→ To do
Select every line of the material below that contains the string "meadow", treating uppercase and lowercase letters as different.

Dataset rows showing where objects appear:
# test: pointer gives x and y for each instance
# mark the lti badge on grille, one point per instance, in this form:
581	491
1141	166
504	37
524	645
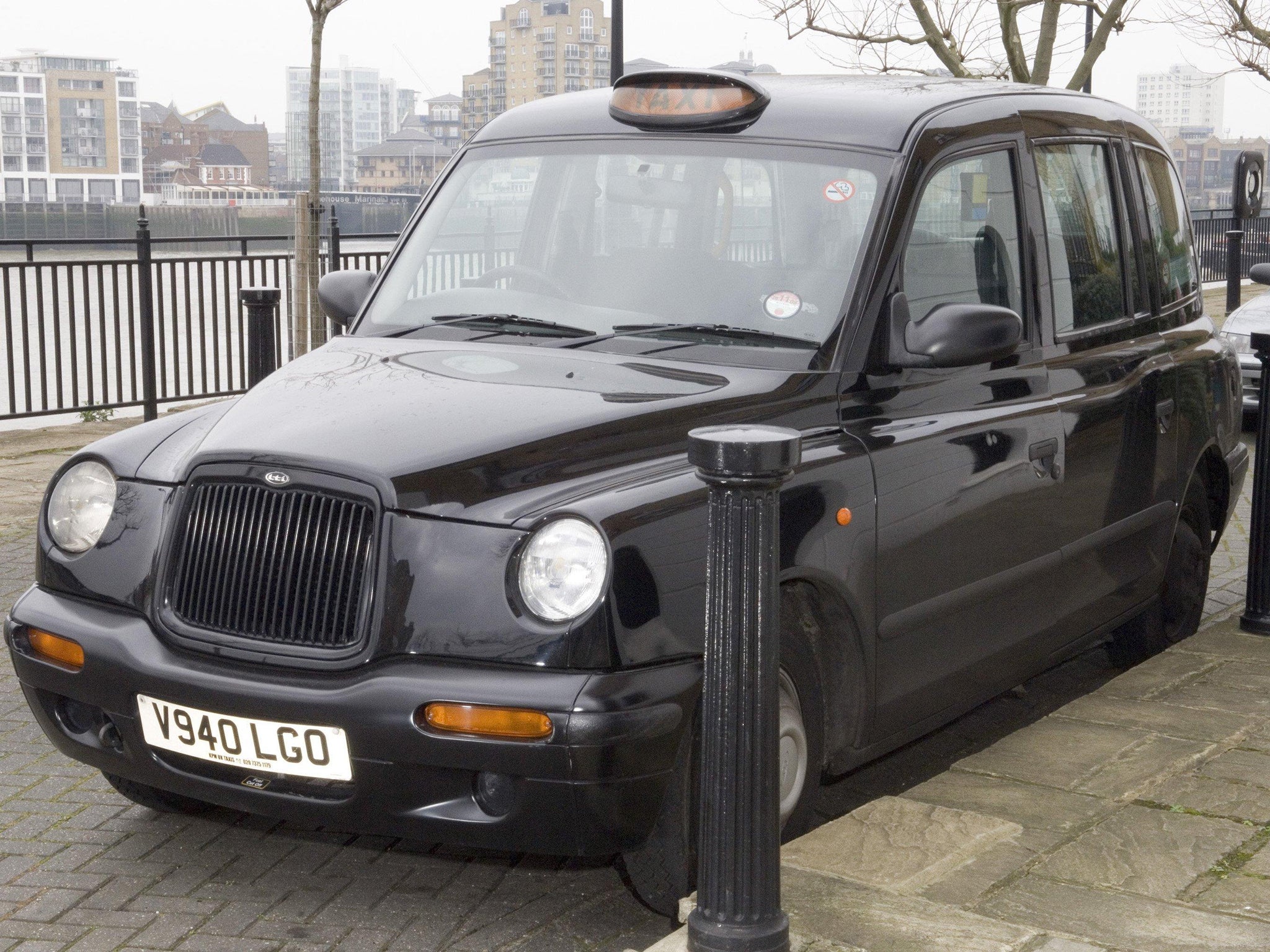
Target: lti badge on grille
293	749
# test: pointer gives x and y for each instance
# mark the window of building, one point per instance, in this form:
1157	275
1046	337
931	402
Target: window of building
1085	260
1170	229
964	245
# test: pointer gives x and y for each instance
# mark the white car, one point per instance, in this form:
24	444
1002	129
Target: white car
1244	322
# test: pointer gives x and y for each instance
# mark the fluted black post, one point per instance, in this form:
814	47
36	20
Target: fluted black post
1256	610
262	355
739	867
146	322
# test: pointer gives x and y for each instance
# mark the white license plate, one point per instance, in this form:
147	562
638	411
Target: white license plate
293	749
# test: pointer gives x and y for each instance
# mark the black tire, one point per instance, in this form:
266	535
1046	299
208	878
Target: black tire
664	870
1180	609
159	800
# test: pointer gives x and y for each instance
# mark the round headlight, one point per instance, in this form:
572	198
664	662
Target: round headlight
563	569
81	507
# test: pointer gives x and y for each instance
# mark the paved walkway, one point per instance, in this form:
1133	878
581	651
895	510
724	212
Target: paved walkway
83	870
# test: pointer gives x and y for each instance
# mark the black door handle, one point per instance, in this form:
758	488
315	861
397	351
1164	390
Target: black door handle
1042	456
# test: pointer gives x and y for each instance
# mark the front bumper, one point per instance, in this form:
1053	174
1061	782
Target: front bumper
592	788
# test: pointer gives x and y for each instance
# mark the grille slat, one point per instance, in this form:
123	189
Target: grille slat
285	566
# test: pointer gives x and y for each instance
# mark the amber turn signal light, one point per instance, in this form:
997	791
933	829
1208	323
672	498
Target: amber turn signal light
55	648
484	721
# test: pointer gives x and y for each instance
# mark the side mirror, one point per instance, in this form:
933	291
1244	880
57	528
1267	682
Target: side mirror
957	335
342	294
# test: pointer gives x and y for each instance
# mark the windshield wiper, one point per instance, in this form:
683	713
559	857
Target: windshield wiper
708	330
500	320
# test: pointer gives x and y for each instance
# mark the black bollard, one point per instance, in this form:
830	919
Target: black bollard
262	352
1256	609
1233	268
739	866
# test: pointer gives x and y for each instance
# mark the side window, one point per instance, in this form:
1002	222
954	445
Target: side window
964	245
1085	262
1170	229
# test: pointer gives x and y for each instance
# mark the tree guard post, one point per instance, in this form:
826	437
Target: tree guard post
739	865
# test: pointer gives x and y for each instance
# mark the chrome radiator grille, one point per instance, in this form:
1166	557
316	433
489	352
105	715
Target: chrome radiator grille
286	566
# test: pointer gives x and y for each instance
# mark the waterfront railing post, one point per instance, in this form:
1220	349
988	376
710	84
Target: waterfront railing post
738	873
333	243
262	310
146	318
1256	610
1233	267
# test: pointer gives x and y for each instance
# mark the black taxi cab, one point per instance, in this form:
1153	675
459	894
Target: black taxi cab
442	578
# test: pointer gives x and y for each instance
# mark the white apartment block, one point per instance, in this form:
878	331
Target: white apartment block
70	130
351	118
1184	99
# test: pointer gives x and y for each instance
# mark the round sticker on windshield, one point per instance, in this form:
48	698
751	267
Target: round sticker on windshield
838	191
783	304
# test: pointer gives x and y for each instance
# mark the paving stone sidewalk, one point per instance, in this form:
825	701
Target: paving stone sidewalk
81	868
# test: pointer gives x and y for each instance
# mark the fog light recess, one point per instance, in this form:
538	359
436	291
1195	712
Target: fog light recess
484	721
495	792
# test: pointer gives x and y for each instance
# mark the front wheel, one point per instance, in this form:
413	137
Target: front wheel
664	868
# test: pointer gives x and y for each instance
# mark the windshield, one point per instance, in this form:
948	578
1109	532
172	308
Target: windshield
667	248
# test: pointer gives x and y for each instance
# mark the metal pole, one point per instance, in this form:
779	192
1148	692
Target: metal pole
1233	267
618	51
146	318
262	355
333	242
739	862
1089	42
1256	610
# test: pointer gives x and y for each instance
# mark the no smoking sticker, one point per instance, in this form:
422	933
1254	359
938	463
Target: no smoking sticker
783	304
838	191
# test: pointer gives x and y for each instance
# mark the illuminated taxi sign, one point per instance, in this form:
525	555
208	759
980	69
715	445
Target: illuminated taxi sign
686	99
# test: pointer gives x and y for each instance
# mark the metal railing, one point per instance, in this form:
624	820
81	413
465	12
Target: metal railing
143	316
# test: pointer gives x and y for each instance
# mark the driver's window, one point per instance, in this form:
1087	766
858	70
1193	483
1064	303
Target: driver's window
964	244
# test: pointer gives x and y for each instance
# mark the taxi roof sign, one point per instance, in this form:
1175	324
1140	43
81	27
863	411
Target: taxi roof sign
708	99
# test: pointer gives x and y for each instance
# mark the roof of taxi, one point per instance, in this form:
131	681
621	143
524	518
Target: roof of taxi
870	111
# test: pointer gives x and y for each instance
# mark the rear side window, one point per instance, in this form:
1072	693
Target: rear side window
1085	260
964	245
1170	229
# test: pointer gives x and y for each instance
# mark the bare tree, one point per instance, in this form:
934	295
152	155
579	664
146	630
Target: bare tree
969	38
310	329
1241	25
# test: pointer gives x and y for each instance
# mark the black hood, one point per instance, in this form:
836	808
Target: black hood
478	432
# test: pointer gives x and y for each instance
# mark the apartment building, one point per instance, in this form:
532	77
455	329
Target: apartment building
1183	98
69	130
543	47
350	121
477	102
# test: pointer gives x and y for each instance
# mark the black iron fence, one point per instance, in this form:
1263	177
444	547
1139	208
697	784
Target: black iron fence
74	329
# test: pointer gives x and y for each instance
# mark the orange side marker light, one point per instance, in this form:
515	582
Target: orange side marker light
55	648
484	721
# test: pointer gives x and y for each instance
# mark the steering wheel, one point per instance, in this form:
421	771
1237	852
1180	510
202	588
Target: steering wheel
522	271
992	267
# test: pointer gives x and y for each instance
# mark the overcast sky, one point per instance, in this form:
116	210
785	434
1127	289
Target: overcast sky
238	50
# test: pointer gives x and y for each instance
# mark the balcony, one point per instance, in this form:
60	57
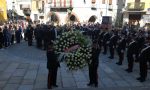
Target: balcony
110	7
135	6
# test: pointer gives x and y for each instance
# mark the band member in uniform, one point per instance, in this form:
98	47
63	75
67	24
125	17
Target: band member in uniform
112	44
93	76
144	58
130	54
121	49
52	66
105	41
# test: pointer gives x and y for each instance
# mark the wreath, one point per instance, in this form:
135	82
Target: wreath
74	48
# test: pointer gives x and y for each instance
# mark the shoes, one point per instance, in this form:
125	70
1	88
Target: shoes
55	85
104	53
111	57
140	79
49	87
96	85
89	84
119	63
128	70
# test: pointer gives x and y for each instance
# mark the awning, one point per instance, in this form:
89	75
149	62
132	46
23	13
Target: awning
25	6
133	11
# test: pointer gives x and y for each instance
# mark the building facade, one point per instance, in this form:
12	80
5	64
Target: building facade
134	11
3	11
71	11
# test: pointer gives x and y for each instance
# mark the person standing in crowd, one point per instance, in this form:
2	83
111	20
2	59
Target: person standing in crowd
106	40
144	58
130	54
1	38
52	66
30	35
13	34
93	66
18	35
100	39
5	33
121	46
112	44
38	36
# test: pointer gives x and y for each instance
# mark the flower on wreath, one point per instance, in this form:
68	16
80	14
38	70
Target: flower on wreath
78	49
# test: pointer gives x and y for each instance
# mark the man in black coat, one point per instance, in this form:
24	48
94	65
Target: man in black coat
30	35
121	46
112	45
106	40
1	38
144	58
93	66
52	66
132	48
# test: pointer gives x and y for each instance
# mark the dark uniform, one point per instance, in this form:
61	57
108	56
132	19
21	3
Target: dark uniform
52	66
144	57
100	40
1	38
130	52
112	45
105	42
94	66
30	35
120	50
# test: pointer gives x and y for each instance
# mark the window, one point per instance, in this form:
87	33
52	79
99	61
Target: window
110	2
103	1
84	1
93	1
37	4
21	7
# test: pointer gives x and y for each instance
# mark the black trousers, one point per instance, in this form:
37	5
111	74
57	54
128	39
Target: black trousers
93	76
1	45
130	62
121	56
143	69
52	77
105	48
12	39
39	43
112	51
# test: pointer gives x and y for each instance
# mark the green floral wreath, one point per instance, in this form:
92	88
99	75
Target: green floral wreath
75	47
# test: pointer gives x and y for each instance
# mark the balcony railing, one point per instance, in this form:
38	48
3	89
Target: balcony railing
135	6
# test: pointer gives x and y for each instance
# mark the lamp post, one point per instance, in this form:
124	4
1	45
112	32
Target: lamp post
13	10
50	2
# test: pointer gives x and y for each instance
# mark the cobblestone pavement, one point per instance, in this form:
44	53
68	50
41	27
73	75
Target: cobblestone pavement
24	68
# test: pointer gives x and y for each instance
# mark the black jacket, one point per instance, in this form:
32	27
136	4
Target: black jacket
52	62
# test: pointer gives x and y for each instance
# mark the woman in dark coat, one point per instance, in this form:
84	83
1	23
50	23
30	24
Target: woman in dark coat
52	66
93	66
1	38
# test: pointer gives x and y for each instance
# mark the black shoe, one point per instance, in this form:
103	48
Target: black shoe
104	53
49	87
111	57
140	79
55	85
96	85
128	70
119	63
89	84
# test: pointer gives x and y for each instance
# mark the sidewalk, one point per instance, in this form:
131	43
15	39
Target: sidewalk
24	68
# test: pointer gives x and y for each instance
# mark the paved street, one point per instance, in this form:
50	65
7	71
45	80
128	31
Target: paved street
24	68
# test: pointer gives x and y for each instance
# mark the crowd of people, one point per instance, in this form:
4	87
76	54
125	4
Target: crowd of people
134	43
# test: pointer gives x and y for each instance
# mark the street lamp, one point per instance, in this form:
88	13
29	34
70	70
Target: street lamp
13	10
50	2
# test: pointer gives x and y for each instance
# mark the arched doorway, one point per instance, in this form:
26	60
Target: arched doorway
54	18
71	19
92	19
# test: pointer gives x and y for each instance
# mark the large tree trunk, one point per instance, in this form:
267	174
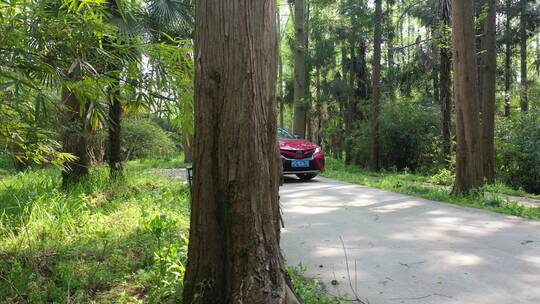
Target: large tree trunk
468	151
524	101
115	132
234	254
508	59
488	75
376	99
300	112
75	138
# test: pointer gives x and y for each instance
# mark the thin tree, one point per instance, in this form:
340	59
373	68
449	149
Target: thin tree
376	97
488	75
300	111
234	254
524	99
75	137
281	101
445	49
508	58
468	150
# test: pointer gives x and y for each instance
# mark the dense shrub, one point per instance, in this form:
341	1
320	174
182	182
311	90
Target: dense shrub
409	134
518	151
145	139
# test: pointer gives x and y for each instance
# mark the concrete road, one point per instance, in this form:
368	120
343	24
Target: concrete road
402	249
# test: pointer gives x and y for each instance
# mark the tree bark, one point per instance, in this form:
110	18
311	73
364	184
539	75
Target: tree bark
488	75
445	80
351	107
300	112
75	138
508	60
234	254
280	73
115	132
468	151
524	100
376	97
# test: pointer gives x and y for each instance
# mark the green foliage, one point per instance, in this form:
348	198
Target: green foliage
96	242
310	291
145	139
518	151
490	197
409	137
443	177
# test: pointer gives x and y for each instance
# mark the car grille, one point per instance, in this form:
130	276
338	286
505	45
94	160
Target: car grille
297	154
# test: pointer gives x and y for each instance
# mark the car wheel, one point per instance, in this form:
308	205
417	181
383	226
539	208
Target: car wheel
306	176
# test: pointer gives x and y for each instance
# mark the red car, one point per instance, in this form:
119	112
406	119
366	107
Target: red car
299	156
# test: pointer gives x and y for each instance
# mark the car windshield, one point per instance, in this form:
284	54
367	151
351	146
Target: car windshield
283	134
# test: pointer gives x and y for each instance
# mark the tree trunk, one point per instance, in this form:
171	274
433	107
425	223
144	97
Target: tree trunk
508	60
187	143
524	100
436	66
390	50
300	112
468	151
445	66
280	74
75	138
351	108
115	132
234	254
376	98
488	75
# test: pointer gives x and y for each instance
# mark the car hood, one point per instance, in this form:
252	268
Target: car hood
296	144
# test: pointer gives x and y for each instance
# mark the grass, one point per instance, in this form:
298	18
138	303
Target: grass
490	197
100	242
97	242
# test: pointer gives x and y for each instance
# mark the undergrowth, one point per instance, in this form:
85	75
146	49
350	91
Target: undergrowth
437	187
97	242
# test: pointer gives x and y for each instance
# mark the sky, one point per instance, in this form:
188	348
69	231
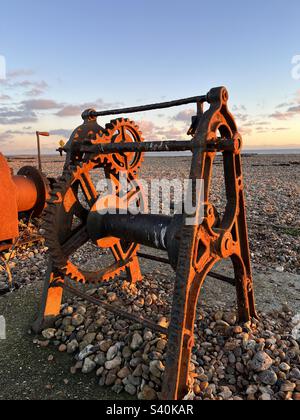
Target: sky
65	56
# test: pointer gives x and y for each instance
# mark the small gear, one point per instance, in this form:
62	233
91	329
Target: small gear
123	130
65	220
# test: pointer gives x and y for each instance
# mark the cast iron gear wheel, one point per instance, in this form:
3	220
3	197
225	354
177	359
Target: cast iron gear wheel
64	223
122	130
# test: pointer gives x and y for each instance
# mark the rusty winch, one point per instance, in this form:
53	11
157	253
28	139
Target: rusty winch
72	220
24	194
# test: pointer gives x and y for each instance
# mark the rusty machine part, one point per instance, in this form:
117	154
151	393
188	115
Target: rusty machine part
72	219
23	194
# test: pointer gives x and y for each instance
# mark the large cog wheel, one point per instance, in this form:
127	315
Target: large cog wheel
122	130
65	220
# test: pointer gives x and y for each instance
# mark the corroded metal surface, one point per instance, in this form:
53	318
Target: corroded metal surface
24	193
193	249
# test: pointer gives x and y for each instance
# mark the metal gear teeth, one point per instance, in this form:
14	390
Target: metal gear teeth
49	221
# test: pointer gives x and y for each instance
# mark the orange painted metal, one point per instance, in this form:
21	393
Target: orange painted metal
24	193
200	246
9	229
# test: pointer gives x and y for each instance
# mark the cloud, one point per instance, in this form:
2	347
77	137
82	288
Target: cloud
19	73
34	92
70	111
185	116
61	132
11	116
239	108
5	98
154	132
293	109
40	104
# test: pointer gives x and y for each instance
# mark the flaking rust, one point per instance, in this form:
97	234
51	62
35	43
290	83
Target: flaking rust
22	194
193	250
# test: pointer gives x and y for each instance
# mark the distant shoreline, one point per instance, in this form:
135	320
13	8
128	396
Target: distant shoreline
249	152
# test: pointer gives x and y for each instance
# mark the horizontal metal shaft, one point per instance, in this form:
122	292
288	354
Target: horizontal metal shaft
143	108
153	146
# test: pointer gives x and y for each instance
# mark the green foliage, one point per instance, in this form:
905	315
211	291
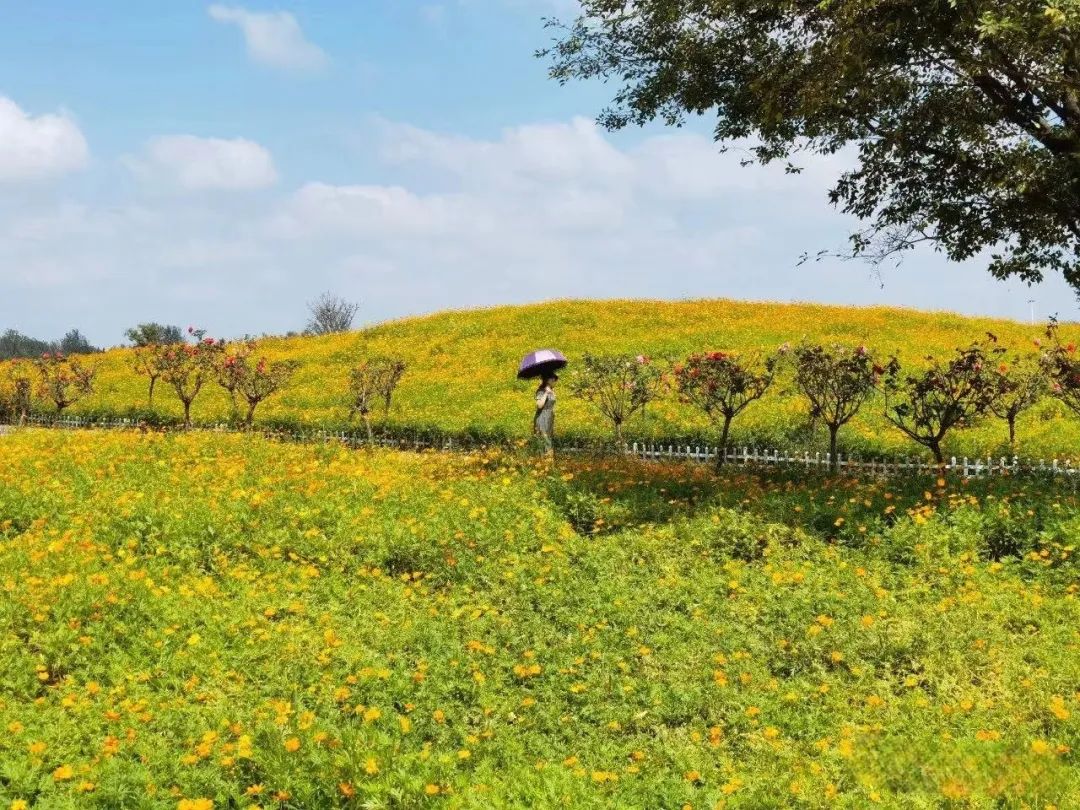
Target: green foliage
721	385
836	380
202	618
63	380
618	386
153	334
964	117
370	382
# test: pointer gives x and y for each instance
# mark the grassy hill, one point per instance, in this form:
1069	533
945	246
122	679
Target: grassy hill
461	368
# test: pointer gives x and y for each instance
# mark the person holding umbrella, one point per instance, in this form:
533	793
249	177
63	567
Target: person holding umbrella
542	365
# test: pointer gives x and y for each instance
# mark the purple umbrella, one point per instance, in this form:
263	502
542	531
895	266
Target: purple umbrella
540	363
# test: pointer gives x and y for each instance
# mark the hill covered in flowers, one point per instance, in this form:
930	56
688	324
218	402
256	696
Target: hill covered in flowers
461	366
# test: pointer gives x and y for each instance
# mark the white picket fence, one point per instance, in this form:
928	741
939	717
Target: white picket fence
748	456
1060	469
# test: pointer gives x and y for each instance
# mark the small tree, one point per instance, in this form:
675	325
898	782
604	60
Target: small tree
188	367
231	367
153	334
927	405
618	386
1062	366
64	380
723	386
331	313
373	381
393	372
254	380
1022	382
837	381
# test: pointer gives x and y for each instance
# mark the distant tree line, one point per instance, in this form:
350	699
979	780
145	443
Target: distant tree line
15	345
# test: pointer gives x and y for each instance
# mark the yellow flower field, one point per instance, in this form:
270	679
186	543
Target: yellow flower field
211	621
461	369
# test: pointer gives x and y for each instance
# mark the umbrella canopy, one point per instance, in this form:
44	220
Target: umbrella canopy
540	363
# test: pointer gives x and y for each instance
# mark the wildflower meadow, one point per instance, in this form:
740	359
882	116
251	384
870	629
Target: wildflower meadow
203	620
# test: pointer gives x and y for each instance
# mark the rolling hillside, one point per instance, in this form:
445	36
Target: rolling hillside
461	368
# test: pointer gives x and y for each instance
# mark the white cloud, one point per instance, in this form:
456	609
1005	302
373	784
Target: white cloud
541	211
273	38
192	163
35	147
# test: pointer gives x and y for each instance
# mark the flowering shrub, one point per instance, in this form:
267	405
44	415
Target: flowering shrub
1062	365
372	382
618	386
17	393
836	380
203	620
187	367
1022	381
64	380
721	385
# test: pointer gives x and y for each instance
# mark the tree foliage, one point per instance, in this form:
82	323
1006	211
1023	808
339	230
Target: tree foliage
254	380
619	386
64	380
373	381
836	380
187	367
14	343
153	334
1023	382
723	385
1063	367
331	313
962	118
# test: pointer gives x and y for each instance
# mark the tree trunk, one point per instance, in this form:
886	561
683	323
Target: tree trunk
935	447
724	442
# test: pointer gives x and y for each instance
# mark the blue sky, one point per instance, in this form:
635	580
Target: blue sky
220	164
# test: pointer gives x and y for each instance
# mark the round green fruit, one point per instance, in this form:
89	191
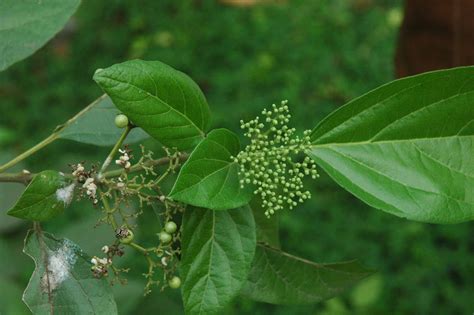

→ Result of the exercise
# mark the wildflower meadow, one point per instance, in this form:
Target: wildflower meadow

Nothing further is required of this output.